§ **Things to do**:
1. In the Said The Sky interview, which album did the fan praise when he came up during the show?
2. Copy the part of the Said The Sky interview from "That’s what I would" up to and including "meant to him.", word for word.

And he was like, I will pay you what you’re making at your day job to be able to do this work instead and help other artists out and help all these other people just do, but you got to go that, you know, x amount of times a week, go to them and help them with their stuff, and do music work for them. The drive home after that, I was bawling my eyes out. It was the most fulfilling day, because that’s all I’d ever wanted.
That’s what I try to remind myself constantly is that was always the goal, and it happened. Everything beyond that, whether it’s playing bigger shows or releasing songs with bigger vocalists and artists, all of that is really just a cherry on top. The day I was able to quit my full-time job and focus on music full-time was when I made it.
That’s what I would go and tell my younger self, and what they would be the most proud of – that it happened. The one thing that they want to happen will happen one day. Just keep loving music and keep doing it, you know.
seradopa: For this tour specifically, has there been a fan interaction that has stayed with you?
Said The Sky: I wish I could remember his name. I did this thing where for a few of the shows I’d go in the crowd at the start of the show, like dirt indoors. For a few of the sets, and there was one, I think it was in DC, and this guy came up to me. He said he was 60 years old, and he shook my hand and said, “I just want to let you know how incredible Salt and Silence was as an album,” and he just told me how much it meant to him.
I was so proud of that album, and loved it so much, that for somebody to come up and resonate with the whole album, it wasn’t just a song, it wasn’t just a piece of sight, it was like the album they appreciated so much, and that meant a whole lot to me. It was awesome and a fulfilling moment for me
seradopa: Last question, as the lights go down and these final tour dates come to a close, what do you hope people walk away feeling or understanding after experiencing this tour?
Said The Sky: May this might be the cheesiest fucking answer ever, but that it’s like it’s okay to feel things and have fun, you know, you can do both.
I hope between the two sets, the first set is for the people who do show up and care and are interested in that, and who take that time to listen, I hope they either find ways to connect to that in a way that makes them know that they’re not alone and feel like shit, sad sometimes. Life sucks, and sometimes it’s easy to feel like you have the worst problems ever.

§ **Data under study**:
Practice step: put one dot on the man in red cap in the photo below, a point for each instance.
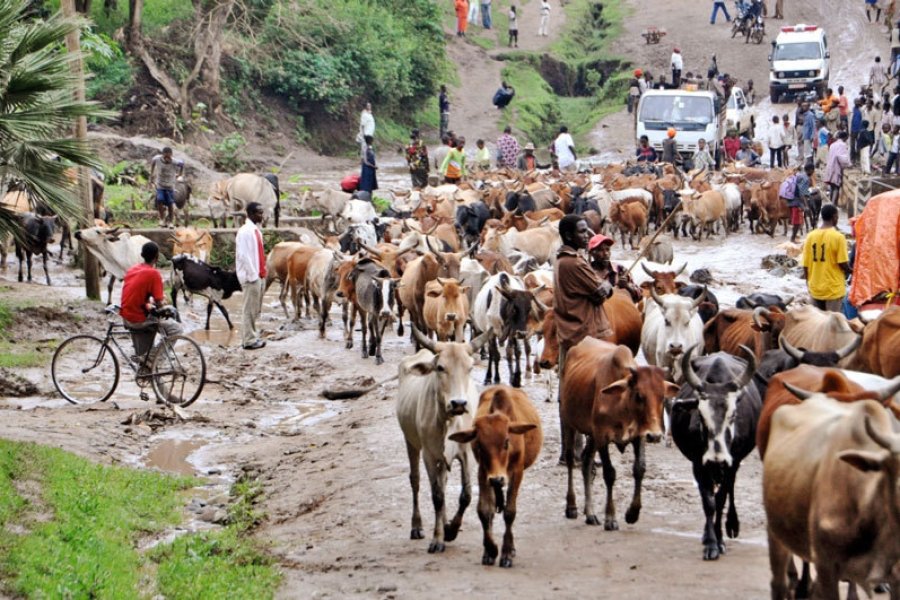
(599, 249)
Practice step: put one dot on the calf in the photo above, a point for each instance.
(435, 397)
(506, 439)
(609, 398)
(375, 300)
(714, 426)
(36, 234)
(446, 309)
(197, 277)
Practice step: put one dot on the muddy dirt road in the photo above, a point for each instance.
(335, 473)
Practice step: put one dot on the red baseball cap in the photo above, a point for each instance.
(599, 239)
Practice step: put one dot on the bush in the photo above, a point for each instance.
(227, 153)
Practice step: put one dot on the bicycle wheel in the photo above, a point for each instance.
(85, 369)
(178, 370)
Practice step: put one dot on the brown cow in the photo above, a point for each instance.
(446, 309)
(630, 217)
(506, 439)
(880, 350)
(609, 398)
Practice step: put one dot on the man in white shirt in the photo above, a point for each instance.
(677, 66)
(250, 264)
(366, 127)
(564, 147)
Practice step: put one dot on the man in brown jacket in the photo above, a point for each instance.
(578, 292)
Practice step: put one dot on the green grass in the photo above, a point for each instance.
(82, 523)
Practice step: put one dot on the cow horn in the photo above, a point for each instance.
(879, 438)
(688, 370)
(799, 392)
(422, 339)
(849, 348)
(476, 343)
(700, 299)
(656, 297)
(751, 366)
(372, 251)
(761, 311)
(787, 347)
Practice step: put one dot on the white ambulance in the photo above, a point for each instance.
(800, 61)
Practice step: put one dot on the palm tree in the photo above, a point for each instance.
(38, 111)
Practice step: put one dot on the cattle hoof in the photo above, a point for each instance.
(632, 514)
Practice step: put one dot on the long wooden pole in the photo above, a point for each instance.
(91, 268)
(659, 230)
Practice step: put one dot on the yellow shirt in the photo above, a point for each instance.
(823, 251)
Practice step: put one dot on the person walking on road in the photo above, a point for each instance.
(486, 14)
(544, 29)
(417, 160)
(826, 262)
(838, 160)
(677, 63)
(507, 149)
(444, 109)
(717, 6)
(250, 266)
(164, 172)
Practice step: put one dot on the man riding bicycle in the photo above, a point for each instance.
(142, 291)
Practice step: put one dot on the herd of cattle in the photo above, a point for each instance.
(479, 257)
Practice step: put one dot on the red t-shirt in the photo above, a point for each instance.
(141, 283)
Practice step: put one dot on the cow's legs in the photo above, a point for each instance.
(413, 454)
(708, 500)
(638, 470)
(587, 475)
(486, 508)
(509, 517)
(568, 444)
(609, 478)
(437, 476)
(779, 560)
(465, 497)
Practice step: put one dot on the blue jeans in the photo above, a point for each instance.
(486, 15)
(716, 7)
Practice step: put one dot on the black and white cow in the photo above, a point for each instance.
(714, 420)
(197, 277)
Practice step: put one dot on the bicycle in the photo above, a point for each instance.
(86, 369)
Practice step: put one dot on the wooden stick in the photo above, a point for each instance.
(661, 228)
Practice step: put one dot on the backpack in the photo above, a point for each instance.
(788, 188)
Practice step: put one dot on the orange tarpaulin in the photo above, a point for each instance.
(876, 268)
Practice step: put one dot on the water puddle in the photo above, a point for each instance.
(171, 456)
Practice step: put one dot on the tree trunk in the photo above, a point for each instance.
(91, 268)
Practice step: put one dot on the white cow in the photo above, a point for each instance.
(116, 250)
(231, 196)
(671, 326)
(436, 398)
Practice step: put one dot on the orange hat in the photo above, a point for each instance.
(599, 239)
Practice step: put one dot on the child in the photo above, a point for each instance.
(513, 27)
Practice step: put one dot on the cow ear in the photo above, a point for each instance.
(463, 437)
(864, 461)
(520, 428)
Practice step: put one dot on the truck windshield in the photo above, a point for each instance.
(686, 113)
(798, 51)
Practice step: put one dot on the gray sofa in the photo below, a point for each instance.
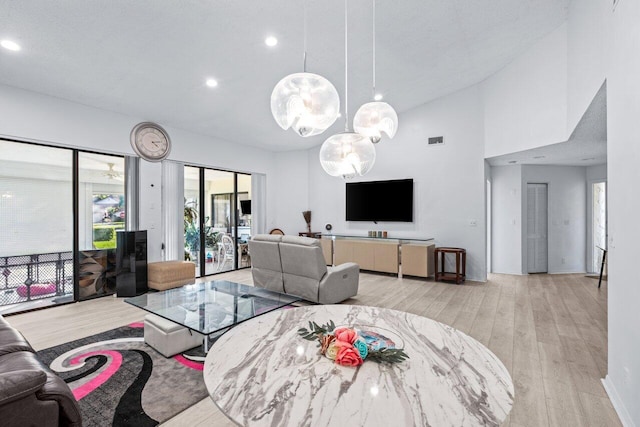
(296, 266)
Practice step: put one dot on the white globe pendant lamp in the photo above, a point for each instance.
(348, 154)
(305, 102)
(375, 118)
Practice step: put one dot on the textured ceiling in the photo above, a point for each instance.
(150, 58)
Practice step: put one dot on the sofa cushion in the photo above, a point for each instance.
(17, 384)
(267, 238)
(54, 388)
(304, 260)
(299, 240)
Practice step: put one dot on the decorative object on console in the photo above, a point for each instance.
(150, 141)
(351, 347)
(375, 118)
(347, 154)
(307, 219)
(306, 102)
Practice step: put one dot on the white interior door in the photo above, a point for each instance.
(537, 246)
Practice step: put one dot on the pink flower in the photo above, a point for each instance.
(346, 335)
(348, 356)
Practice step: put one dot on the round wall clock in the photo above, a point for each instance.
(150, 141)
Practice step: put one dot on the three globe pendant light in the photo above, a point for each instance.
(347, 154)
(305, 102)
(309, 104)
(375, 118)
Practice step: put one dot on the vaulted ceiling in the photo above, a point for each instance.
(150, 58)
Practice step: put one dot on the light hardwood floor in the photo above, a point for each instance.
(550, 331)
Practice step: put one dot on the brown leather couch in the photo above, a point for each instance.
(30, 393)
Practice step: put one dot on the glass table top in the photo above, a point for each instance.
(211, 307)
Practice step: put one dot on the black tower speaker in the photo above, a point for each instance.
(131, 263)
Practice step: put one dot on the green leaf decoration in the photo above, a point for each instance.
(388, 355)
(384, 355)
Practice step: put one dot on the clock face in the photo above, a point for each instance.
(150, 142)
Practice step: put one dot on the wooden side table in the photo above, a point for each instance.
(461, 265)
(313, 234)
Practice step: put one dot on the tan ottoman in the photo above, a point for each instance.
(170, 274)
(167, 337)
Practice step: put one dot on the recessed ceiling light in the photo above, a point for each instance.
(271, 41)
(10, 45)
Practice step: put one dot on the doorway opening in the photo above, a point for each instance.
(537, 218)
(598, 224)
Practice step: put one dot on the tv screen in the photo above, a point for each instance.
(380, 201)
(245, 206)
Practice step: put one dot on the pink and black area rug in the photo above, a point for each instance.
(119, 380)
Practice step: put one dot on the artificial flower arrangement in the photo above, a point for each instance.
(350, 347)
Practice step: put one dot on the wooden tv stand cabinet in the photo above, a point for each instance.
(411, 257)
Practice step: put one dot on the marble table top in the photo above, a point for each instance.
(263, 373)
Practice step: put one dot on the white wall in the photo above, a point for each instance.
(526, 102)
(506, 251)
(448, 179)
(567, 216)
(292, 197)
(587, 40)
(30, 116)
(623, 156)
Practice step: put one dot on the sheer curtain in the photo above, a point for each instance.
(258, 203)
(173, 210)
(131, 192)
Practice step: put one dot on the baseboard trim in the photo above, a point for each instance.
(623, 414)
(568, 272)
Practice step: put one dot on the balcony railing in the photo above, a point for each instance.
(30, 277)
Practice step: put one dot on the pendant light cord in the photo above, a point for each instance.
(374, 48)
(304, 36)
(346, 69)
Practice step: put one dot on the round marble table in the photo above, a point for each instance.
(262, 373)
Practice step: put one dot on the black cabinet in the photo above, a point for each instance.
(131, 263)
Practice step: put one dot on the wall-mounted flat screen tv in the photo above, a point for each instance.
(380, 201)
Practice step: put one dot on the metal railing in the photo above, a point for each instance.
(30, 277)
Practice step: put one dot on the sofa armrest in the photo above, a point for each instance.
(339, 284)
(57, 390)
(15, 385)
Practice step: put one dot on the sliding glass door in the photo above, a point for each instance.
(101, 212)
(216, 228)
(59, 208)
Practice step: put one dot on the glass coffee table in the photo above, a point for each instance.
(212, 307)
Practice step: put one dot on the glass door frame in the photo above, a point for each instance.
(202, 215)
(75, 206)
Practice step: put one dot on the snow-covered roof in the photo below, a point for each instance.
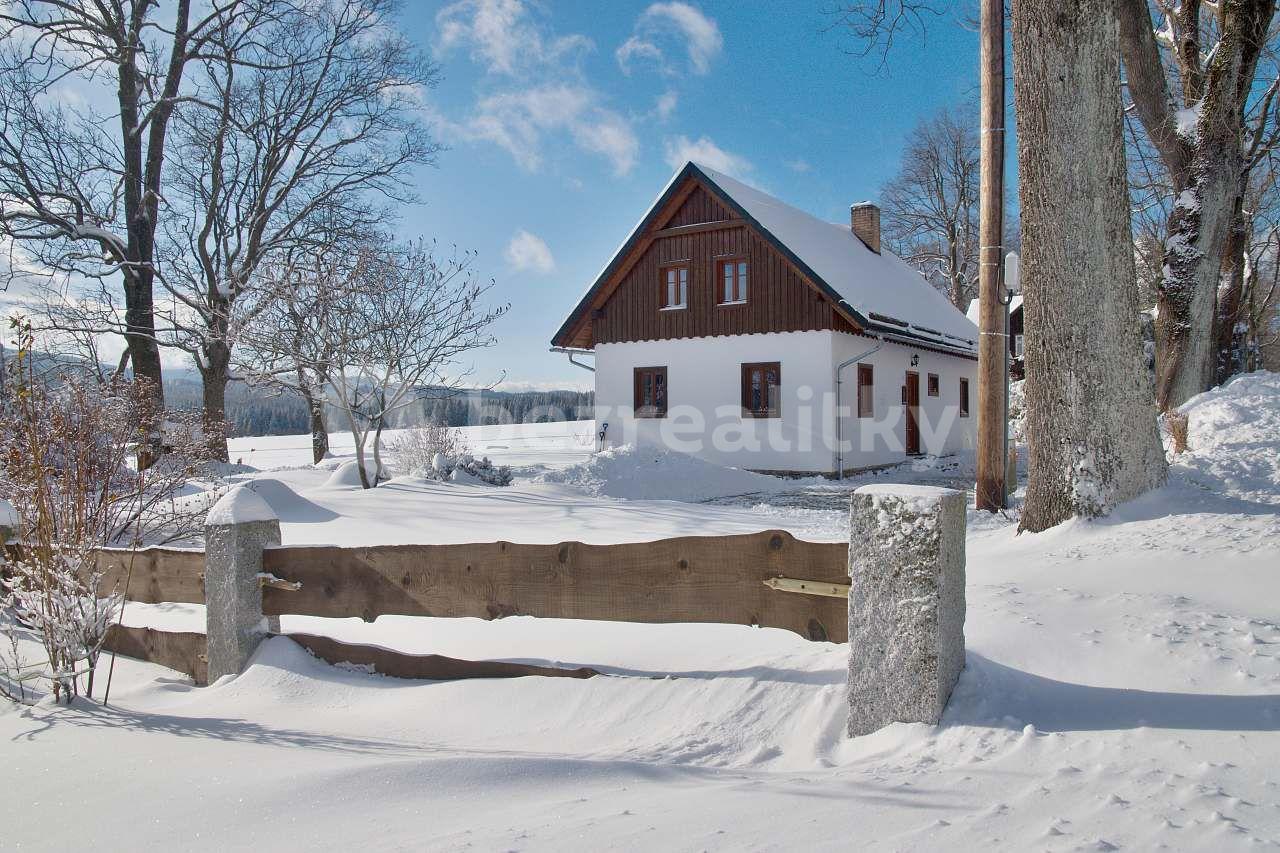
(880, 287)
(880, 291)
(974, 313)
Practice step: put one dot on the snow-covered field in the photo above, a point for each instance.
(1121, 689)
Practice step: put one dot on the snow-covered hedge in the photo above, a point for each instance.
(440, 454)
(466, 469)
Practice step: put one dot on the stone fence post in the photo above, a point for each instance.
(236, 532)
(906, 603)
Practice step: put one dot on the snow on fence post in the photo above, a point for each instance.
(906, 603)
(236, 532)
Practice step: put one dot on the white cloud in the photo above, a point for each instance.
(680, 149)
(664, 23)
(666, 105)
(638, 49)
(536, 89)
(529, 252)
(502, 35)
(519, 121)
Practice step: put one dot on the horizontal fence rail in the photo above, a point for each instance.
(689, 579)
(159, 574)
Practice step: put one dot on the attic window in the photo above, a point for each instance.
(675, 287)
(865, 388)
(650, 392)
(731, 274)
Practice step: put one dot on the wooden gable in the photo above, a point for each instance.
(694, 226)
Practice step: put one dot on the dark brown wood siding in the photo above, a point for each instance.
(778, 299)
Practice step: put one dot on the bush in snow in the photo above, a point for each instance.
(416, 448)
(1018, 411)
(67, 463)
(466, 468)
(437, 452)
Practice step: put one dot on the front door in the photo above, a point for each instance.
(913, 413)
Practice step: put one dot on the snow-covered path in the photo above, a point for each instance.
(1121, 690)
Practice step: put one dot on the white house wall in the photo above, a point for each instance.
(704, 400)
(882, 438)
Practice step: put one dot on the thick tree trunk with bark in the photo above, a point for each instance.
(319, 429)
(1229, 293)
(1205, 162)
(214, 375)
(1091, 413)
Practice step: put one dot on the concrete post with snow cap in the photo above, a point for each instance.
(237, 530)
(906, 603)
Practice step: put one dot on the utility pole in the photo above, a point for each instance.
(992, 340)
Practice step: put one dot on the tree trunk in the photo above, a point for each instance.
(319, 429)
(1206, 170)
(214, 374)
(1091, 415)
(1188, 292)
(1230, 291)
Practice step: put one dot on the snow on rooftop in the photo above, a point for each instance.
(974, 311)
(868, 282)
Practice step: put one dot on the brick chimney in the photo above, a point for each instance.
(864, 220)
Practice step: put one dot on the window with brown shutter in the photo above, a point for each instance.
(675, 287)
(865, 388)
(731, 281)
(650, 392)
(762, 387)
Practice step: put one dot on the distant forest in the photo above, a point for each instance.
(252, 411)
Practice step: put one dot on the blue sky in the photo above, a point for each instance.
(565, 119)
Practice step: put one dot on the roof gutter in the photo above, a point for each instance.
(574, 351)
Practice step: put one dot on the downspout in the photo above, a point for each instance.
(840, 422)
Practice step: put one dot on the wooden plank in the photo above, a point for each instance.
(432, 667)
(181, 651)
(159, 574)
(690, 579)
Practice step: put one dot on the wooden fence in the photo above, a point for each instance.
(748, 579)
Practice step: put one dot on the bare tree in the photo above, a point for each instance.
(1207, 129)
(291, 345)
(1091, 414)
(305, 128)
(403, 338)
(931, 206)
(81, 188)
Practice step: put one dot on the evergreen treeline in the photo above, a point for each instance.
(251, 411)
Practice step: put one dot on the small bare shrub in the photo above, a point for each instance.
(438, 452)
(415, 450)
(68, 448)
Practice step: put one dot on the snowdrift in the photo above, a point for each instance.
(1233, 442)
(656, 474)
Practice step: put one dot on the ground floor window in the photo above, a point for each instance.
(762, 387)
(650, 392)
(865, 386)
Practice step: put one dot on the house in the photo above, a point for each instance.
(740, 329)
(1016, 366)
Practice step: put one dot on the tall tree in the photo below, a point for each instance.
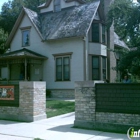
(126, 17)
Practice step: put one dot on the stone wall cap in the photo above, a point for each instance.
(87, 83)
(32, 84)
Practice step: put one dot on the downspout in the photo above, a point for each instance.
(86, 58)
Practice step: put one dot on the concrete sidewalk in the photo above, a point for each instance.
(56, 128)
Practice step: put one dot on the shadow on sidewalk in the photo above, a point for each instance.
(99, 134)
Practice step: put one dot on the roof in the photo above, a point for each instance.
(47, 3)
(70, 22)
(23, 53)
(119, 42)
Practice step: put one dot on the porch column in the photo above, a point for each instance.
(25, 69)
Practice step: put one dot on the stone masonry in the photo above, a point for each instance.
(32, 103)
(87, 116)
(85, 103)
(62, 93)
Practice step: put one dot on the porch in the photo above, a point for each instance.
(21, 65)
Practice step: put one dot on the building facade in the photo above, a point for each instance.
(66, 42)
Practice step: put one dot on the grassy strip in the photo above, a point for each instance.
(55, 108)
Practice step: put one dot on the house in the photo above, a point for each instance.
(66, 42)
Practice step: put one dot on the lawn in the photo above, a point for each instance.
(55, 107)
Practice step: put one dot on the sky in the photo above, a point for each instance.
(2, 1)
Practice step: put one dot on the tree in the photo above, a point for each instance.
(11, 10)
(3, 38)
(126, 18)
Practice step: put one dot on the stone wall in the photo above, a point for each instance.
(32, 103)
(63, 93)
(87, 115)
(85, 103)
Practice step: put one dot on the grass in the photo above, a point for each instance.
(55, 107)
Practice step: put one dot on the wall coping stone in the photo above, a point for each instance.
(88, 84)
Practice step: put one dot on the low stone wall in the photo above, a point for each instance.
(32, 103)
(88, 116)
(63, 93)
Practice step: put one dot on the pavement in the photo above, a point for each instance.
(55, 128)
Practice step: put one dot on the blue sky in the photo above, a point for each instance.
(2, 1)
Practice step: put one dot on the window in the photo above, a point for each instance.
(57, 7)
(103, 34)
(95, 32)
(63, 68)
(25, 38)
(95, 68)
(104, 67)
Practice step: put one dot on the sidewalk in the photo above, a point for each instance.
(56, 128)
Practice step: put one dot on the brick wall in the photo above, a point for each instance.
(32, 103)
(104, 113)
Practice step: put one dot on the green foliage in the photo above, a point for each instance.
(126, 18)
(56, 107)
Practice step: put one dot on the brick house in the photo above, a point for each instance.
(66, 42)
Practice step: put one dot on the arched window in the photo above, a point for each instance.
(57, 6)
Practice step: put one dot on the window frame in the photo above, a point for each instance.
(56, 5)
(24, 29)
(63, 55)
(103, 34)
(93, 33)
(104, 58)
(96, 68)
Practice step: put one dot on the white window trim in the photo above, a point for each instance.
(54, 6)
(62, 55)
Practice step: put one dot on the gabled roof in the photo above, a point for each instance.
(119, 42)
(23, 53)
(46, 4)
(70, 22)
(33, 18)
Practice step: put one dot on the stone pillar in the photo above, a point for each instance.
(32, 103)
(85, 103)
(33, 100)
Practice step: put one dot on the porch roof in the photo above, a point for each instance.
(23, 53)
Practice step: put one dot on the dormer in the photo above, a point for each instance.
(58, 5)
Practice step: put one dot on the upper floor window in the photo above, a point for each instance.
(104, 68)
(99, 68)
(63, 68)
(95, 68)
(98, 33)
(95, 32)
(103, 34)
(57, 6)
(25, 38)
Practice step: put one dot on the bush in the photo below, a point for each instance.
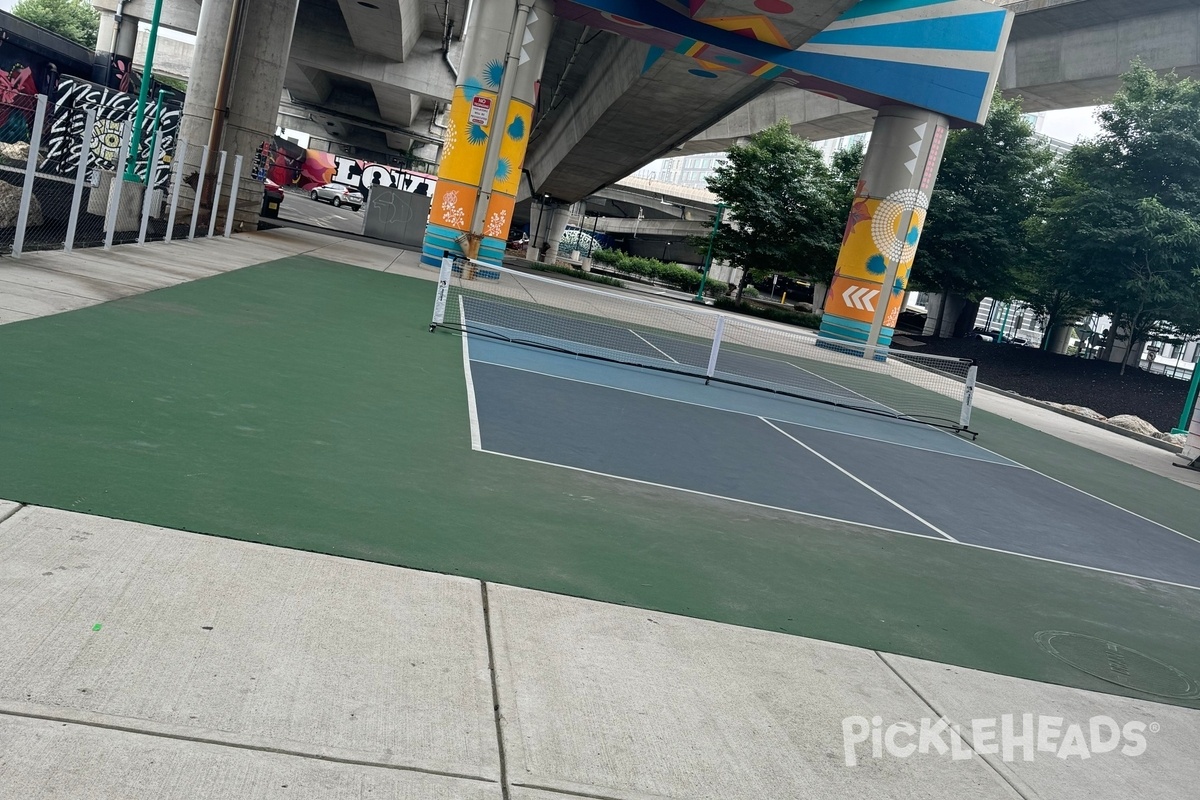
(580, 240)
(777, 314)
(652, 269)
(575, 274)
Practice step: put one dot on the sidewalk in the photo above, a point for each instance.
(142, 662)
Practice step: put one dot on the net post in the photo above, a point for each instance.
(969, 396)
(717, 348)
(439, 304)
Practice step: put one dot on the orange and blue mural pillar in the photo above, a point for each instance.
(885, 226)
(475, 118)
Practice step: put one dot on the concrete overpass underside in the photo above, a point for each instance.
(1061, 54)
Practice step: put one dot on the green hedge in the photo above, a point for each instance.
(652, 269)
(780, 314)
(574, 272)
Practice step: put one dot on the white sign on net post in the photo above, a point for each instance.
(439, 304)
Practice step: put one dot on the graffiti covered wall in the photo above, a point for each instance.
(113, 108)
(288, 164)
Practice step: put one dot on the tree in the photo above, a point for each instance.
(1126, 214)
(781, 210)
(75, 19)
(993, 179)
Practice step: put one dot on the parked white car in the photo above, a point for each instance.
(339, 194)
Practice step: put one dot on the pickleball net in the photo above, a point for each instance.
(691, 340)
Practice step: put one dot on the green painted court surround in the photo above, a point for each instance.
(304, 404)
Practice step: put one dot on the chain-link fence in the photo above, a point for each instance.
(78, 173)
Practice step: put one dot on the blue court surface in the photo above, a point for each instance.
(802, 457)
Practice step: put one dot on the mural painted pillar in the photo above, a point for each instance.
(885, 226)
(474, 118)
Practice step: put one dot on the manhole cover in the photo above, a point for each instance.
(1117, 665)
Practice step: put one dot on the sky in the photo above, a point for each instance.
(1071, 125)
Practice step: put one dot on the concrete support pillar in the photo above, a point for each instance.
(474, 119)
(1060, 338)
(942, 314)
(115, 43)
(540, 212)
(253, 102)
(885, 224)
(558, 222)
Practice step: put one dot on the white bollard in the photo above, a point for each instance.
(199, 193)
(175, 185)
(148, 198)
(233, 196)
(114, 190)
(216, 194)
(89, 130)
(27, 190)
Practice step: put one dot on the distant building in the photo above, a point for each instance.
(682, 170)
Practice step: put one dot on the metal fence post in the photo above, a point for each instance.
(114, 191)
(216, 194)
(148, 198)
(175, 185)
(27, 191)
(199, 193)
(233, 194)
(89, 130)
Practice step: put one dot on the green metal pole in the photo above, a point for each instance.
(131, 166)
(1003, 323)
(708, 258)
(1191, 404)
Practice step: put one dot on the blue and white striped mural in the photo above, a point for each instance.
(942, 55)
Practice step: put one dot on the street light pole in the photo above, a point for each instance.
(131, 164)
(708, 258)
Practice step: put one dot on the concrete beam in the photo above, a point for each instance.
(323, 42)
(1061, 54)
(388, 28)
(1083, 66)
(306, 83)
(606, 128)
(672, 229)
(172, 56)
(177, 14)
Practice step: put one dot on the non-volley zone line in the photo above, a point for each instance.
(497, 445)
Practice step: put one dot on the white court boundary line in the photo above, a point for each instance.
(849, 522)
(472, 408)
(1009, 463)
(665, 355)
(861, 481)
(709, 494)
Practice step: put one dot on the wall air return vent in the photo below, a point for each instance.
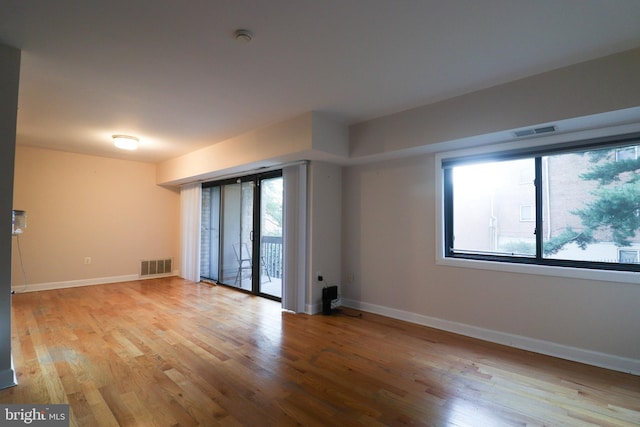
(156, 267)
(534, 131)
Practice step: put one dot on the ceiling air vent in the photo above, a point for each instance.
(534, 131)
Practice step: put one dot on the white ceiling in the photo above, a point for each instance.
(171, 72)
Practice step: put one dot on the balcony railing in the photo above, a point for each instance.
(271, 254)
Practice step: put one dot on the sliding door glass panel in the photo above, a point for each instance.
(210, 233)
(271, 191)
(232, 269)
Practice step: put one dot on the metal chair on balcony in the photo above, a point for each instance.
(243, 256)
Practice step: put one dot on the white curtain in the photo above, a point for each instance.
(190, 201)
(294, 283)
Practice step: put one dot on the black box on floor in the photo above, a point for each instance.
(329, 294)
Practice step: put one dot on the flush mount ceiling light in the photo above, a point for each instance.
(125, 142)
(244, 36)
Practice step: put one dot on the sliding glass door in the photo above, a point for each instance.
(241, 243)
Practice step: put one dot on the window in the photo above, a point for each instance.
(526, 213)
(580, 209)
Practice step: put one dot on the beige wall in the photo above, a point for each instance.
(83, 206)
(389, 219)
(9, 76)
(389, 248)
(325, 230)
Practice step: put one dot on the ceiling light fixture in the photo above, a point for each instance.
(243, 35)
(125, 142)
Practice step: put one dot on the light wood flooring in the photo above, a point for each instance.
(168, 352)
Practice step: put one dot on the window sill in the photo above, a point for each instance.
(544, 270)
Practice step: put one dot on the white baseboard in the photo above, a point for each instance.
(7, 378)
(85, 282)
(603, 360)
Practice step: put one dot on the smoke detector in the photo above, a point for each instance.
(244, 36)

§ **Results of the exercise**:
1. Salt and Silence

2.
That’s what I would go and tell my younger self, and what they would be the most proud of – that it happened. The one thing that they want to happen will happen one day. Just keep loving music and keep doing it, you know.
seradopa: For this tour specifically, has there been a fan interaction that has stayed with you?
Said The Sky: I wish I could remember his name. I did this thing where for a few of the shows I’d go in the crowd at the start of the show, like dirt indoors. For a few of the sets, and there was one, I think it was in DC, and this guy came up to me. He said he was 60 years old, and he shook my hand and said, “I just want to let you know how incredible Salt and Silence was as an album,” and he just told me how much it meant to him.